Directions: Using the listing below, work out how many lines contain the word "emblem", and respond with that number alone.

►

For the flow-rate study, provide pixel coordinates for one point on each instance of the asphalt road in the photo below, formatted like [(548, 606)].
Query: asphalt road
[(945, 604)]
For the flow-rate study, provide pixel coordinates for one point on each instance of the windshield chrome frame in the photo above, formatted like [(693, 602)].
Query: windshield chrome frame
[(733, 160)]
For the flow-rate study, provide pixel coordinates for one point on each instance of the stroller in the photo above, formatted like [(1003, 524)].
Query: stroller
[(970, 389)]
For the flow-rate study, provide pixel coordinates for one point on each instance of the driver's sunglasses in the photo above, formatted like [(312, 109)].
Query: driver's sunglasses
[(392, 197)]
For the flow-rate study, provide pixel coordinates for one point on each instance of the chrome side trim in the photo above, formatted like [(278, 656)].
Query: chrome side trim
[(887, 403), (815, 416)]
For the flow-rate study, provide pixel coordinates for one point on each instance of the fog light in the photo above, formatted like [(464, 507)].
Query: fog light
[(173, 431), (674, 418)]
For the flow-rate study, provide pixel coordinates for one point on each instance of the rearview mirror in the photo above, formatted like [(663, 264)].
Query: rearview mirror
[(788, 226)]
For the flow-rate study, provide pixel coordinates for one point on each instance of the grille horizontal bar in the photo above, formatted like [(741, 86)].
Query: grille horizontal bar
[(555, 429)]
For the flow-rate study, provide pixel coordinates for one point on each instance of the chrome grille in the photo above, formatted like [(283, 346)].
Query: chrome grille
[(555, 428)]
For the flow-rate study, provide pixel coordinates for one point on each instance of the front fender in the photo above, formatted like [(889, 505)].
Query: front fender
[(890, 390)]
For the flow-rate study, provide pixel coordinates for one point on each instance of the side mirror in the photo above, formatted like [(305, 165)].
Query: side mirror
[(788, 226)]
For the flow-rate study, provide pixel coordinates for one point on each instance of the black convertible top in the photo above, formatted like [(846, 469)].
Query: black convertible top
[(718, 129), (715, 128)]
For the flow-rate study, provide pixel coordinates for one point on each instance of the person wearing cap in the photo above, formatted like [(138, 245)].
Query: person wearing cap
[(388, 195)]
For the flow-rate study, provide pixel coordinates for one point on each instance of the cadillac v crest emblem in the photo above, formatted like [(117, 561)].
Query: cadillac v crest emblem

◄

Completed exercise: 2